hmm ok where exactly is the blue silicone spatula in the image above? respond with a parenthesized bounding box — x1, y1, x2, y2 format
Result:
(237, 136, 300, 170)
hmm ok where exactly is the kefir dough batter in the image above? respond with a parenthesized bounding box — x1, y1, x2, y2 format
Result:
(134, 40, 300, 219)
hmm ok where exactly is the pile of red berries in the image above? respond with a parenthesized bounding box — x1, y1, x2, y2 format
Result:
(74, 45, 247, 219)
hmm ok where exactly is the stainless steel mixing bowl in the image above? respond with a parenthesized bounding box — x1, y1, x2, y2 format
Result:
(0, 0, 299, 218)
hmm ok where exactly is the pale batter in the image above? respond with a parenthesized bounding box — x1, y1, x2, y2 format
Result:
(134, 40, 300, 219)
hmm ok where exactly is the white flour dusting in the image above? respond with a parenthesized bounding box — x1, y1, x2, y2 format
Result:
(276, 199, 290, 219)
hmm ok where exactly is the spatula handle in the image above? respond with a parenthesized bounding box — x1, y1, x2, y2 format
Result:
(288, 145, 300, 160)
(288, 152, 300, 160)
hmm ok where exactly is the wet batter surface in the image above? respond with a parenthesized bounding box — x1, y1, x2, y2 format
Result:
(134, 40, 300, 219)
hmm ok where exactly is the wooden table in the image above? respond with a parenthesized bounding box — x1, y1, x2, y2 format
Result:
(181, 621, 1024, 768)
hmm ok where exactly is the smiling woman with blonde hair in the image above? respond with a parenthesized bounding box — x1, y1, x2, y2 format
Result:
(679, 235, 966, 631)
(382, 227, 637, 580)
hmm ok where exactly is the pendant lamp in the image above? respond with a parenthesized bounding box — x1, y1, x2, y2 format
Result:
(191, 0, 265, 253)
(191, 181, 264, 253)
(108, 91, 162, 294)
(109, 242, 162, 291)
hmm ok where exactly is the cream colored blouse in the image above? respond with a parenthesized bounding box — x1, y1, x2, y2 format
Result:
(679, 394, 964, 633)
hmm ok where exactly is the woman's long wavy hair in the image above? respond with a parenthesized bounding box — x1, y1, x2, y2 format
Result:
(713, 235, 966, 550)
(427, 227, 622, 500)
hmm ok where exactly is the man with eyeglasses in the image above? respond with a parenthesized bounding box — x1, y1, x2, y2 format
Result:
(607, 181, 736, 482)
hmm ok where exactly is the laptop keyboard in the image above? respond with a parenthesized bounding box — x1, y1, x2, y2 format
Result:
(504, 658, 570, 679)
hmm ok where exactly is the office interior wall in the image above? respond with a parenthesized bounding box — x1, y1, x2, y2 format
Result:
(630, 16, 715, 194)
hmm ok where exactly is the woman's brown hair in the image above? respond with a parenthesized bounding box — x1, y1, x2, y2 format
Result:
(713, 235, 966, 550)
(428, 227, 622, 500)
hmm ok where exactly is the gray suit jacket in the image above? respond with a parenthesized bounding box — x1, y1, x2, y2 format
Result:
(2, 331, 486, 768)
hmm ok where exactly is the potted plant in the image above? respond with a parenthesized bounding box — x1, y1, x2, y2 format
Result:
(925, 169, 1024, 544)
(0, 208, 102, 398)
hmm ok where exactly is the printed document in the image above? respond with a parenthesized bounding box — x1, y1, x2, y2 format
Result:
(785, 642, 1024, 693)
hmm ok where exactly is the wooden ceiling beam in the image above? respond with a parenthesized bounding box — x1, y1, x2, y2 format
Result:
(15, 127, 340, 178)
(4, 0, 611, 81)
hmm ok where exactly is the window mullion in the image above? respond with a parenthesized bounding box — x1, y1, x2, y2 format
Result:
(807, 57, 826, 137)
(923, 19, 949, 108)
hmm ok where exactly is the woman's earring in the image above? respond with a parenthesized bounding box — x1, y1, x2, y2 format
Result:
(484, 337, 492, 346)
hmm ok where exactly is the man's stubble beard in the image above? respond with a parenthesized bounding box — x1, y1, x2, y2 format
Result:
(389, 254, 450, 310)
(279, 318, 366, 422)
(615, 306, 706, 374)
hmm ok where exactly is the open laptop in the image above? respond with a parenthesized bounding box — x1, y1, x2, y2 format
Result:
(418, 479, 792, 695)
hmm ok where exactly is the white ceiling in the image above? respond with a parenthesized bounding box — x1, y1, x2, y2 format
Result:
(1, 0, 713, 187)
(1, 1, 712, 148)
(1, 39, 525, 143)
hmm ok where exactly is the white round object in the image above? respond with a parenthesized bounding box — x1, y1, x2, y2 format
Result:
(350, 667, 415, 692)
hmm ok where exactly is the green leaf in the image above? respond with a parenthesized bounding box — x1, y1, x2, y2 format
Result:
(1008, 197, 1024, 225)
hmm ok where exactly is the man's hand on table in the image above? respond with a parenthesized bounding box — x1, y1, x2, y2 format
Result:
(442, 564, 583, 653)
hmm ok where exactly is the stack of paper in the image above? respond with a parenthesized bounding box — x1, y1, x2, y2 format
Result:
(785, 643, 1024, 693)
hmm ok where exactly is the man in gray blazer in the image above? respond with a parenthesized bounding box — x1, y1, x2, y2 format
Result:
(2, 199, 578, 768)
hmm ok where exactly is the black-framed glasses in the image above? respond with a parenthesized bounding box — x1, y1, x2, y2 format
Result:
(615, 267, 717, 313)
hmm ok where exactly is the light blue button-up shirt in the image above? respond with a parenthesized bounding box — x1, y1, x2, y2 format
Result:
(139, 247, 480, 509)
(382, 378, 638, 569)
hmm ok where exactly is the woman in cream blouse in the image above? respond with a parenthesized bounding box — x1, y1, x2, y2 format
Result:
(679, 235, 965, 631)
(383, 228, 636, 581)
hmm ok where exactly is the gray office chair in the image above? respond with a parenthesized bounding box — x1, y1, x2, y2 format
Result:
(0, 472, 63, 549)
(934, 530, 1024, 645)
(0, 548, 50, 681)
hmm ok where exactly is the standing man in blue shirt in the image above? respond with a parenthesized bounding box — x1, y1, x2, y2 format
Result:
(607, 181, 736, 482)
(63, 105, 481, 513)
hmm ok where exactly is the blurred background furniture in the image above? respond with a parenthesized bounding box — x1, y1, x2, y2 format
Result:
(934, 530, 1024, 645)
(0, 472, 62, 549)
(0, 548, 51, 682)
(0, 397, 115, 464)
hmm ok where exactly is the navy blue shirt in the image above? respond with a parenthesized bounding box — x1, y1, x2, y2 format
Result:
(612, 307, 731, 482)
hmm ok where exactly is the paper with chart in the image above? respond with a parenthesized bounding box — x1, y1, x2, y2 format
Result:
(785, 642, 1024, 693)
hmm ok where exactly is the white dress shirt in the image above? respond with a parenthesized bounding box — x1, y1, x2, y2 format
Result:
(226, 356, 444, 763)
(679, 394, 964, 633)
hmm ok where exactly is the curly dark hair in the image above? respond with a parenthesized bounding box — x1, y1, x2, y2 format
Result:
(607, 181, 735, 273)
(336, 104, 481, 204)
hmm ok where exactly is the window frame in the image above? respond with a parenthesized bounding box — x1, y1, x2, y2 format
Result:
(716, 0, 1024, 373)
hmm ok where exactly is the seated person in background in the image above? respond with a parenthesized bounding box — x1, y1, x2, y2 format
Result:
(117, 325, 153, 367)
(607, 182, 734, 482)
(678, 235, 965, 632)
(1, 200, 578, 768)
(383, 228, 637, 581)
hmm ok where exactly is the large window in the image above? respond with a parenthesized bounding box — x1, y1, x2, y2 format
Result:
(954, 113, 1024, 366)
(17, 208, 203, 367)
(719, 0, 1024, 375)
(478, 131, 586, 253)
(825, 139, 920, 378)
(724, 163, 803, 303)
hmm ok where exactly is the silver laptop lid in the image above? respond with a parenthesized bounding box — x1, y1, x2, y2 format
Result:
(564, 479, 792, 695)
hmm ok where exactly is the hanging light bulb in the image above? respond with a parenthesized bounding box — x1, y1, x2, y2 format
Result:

> Exercise instructions: Find the lines that mention "wooden" in the entries and show them.

> Answer:
hmm ok where exactly is the wooden table in the image above? respond with a parenthesized bounding box — x1, y1, x2, y2 format
hmm ok where exactly is the wooden ceiling beam in the image above? respond with a parenthesized bounding box — x1, y1, x2, y2 format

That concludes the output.